Social Marketing is a Scam

The book Social Marketing: Why Should the Devil Have All The Best Tunes? by Gerard Hastings is all about the notion that traditional marketing concepts can and should be applied to promoting socially desirable behavior. This is called “social marketing.” The book has a laundry list of case studies on everything from cancer prevention to safe driving to junk food advertising, racism, suicide, obesity, diabetes and more.

My question is, why do we need the term “social marketing” at all? Marketing is marketing, whether you’re selling soap or reduced fat consumption.

The author writes that “social marketing is not just valuable—it is a matter of life and death.” (p. 4) Well, social marketing may be powerful. But in the end it’s just the same thing as marketing itself. This word “social” makes it sound like something different, but it’s not.

If you ask me, I think someone developed the term “social marketing” as just another way to sell books. But what’s really offensive about it is that the discipline seeks some kind of moral high ground, when it’s doing the same thing as every marketer does. The author writes: “These twin notions of both learning from and scrutinizing commercial marketing are encapsulated in the concept of social marketing.” I don’t see any scrutiny going on in the critical sense; rather the traditional marketing discipline is being looked at to see how its principles and practices can be applied to drive systemic social change.

DATASET EXTRACT:

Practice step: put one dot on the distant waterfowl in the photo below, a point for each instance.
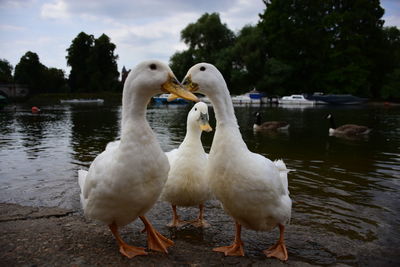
(269, 125)
(126, 179)
(187, 184)
(252, 188)
(347, 129)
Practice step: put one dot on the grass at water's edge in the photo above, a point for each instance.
(56, 97)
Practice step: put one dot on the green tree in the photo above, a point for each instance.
(93, 63)
(296, 37)
(104, 70)
(55, 80)
(391, 79)
(249, 58)
(356, 44)
(31, 72)
(209, 40)
(5, 71)
(78, 56)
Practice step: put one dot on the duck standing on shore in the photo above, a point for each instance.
(126, 179)
(251, 188)
(187, 184)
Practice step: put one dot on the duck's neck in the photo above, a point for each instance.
(193, 135)
(223, 108)
(134, 107)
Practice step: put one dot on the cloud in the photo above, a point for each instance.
(55, 10)
(11, 28)
(16, 3)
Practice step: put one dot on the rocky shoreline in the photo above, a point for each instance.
(38, 236)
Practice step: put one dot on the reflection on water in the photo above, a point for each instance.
(348, 188)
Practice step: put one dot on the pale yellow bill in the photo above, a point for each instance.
(206, 127)
(174, 87)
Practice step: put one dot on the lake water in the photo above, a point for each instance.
(345, 188)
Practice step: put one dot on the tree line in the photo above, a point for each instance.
(301, 46)
(93, 68)
(297, 46)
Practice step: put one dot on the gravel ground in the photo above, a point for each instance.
(45, 236)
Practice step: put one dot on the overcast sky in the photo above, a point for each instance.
(141, 29)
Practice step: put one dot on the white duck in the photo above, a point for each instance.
(125, 180)
(350, 130)
(252, 188)
(187, 184)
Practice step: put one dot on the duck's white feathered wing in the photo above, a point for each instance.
(283, 171)
(81, 180)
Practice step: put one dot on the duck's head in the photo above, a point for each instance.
(204, 78)
(153, 77)
(198, 115)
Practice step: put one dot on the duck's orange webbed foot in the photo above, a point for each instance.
(125, 249)
(200, 222)
(155, 240)
(278, 250)
(236, 249)
(131, 251)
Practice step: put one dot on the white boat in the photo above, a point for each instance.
(82, 101)
(295, 100)
(163, 99)
(244, 99)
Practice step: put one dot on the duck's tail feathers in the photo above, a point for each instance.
(81, 180)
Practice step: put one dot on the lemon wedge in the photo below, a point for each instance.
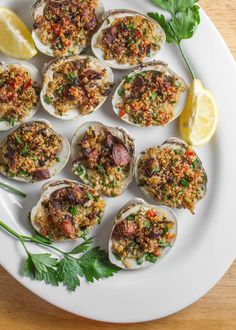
(15, 38)
(198, 121)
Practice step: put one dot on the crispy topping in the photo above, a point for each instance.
(66, 25)
(18, 93)
(173, 176)
(129, 40)
(148, 98)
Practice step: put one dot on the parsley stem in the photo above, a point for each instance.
(12, 190)
(186, 61)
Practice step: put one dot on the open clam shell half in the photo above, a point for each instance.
(142, 235)
(33, 83)
(103, 157)
(67, 210)
(33, 152)
(151, 95)
(171, 174)
(78, 41)
(75, 86)
(123, 23)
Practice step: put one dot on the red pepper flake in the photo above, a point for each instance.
(122, 113)
(151, 213)
(28, 84)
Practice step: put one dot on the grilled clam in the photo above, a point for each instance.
(103, 157)
(127, 38)
(151, 95)
(19, 93)
(67, 210)
(33, 152)
(142, 235)
(172, 174)
(63, 28)
(75, 86)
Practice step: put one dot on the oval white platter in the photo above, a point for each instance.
(205, 247)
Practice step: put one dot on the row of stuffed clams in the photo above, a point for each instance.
(103, 158)
(76, 86)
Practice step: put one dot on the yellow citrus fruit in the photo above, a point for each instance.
(198, 121)
(15, 38)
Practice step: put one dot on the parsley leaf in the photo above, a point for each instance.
(41, 267)
(68, 272)
(95, 265)
(174, 6)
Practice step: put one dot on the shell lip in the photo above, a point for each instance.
(46, 190)
(54, 170)
(113, 63)
(172, 141)
(152, 66)
(48, 69)
(35, 76)
(119, 132)
(133, 206)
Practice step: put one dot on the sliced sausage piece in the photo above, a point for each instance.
(120, 155)
(41, 174)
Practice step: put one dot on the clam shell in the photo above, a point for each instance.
(119, 132)
(63, 155)
(48, 76)
(152, 66)
(46, 191)
(174, 143)
(110, 17)
(35, 76)
(132, 207)
(37, 9)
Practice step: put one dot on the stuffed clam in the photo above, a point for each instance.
(33, 152)
(151, 95)
(63, 28)
(127, 38)
(142, 235)
(172, 174)
(19, 93)
(67, 210)
(75, 86)
(103, 157)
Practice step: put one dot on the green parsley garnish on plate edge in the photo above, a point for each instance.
(82, 261)
(182, 25)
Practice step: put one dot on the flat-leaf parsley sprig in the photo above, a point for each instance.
(82, 261)
(182, 25)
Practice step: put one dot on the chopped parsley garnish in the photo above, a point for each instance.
(79, 170)
(150, 258)
(74, 210)
(184, 182)
(25, 151)
(131, 217)
(47, 99)
(121, 91)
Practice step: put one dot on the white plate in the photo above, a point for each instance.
(205, 247)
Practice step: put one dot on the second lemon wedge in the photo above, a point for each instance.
(198, 121)
(15, 38)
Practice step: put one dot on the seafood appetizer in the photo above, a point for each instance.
(67, 210)
(152, 95)
(63, 28)
(33, 152)
(19, 93)
(142, 235)
(127, 38)
(75, 86)
(103, 157)
(172, 174)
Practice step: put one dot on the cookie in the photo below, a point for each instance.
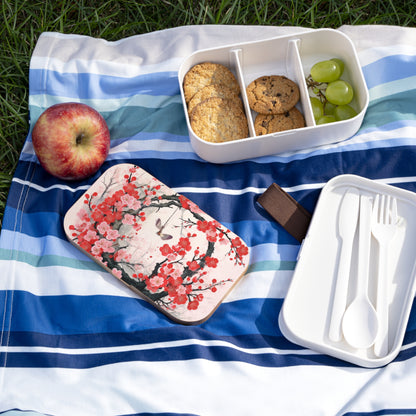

EXERCISE INSTRUCTIONS:
A: In the passage on social marketing, who is named as the author of Social Marketing: Why Should the Devil Have All The Best Tunes?
B: Check each statement against the passage on social marketing. (i) The book's case studies include suicide and obesity. (ii) The writer sees the book examining commercial marketing in a critical sense. (iii) The writer believes the word "social" marks a genuinely different practice.
C: Pick up the passage on social marketing after its final sentence and keep writing in the same voice.

RESPONSES BY TASK:
A: Gerard Hastings.

B:
(i) Yes: "racism, suicide, obesity, diabetes and more."
(ii) No: "I don’t see any scrutiny going on in the critical sense"
(iii) No: "This word “social” makes it sound like something different, but it’s not."

C:
And I have to say that I find it troubling, this term called “social” marketing. As if one can uncritically accept any and all agendas for social change as positive. For although the causes described in the book are generally undebatable in terms of their contribution to a better world, I think there is a fine line between promoting a better world and promoting one’s political or personal agenda for that world. Take obesity for example. In promoting a world where overweight is vilified, aren’t we also driving people toward eating disorders who may otherwise have been satisfied with living at a slightly higher weight than is usual? Or on a related note, fat consumption. There are arguments to be made on both sides of the coin, that fat is good and bad for you. Or how about sugar-free medicine? The social marketing case being made in the book is that eliminating sugar in medicine is an uncritically positive move, but some would argue that sugar substitutes are dangerous and should not be used. So we need to be careful about who gets to define what “social marketing” is—and that seems to me to be a somewhat political matter.

In the end, marketing is marketing and branding is branding. Let’s focus on the discipline and making it better, not on the idea of whose marketing agenda is “right” and “good.” If we have to use another term for "social marketing," I vastly prefer "cause marketing" as this term doesn't imply the rightness of the cause.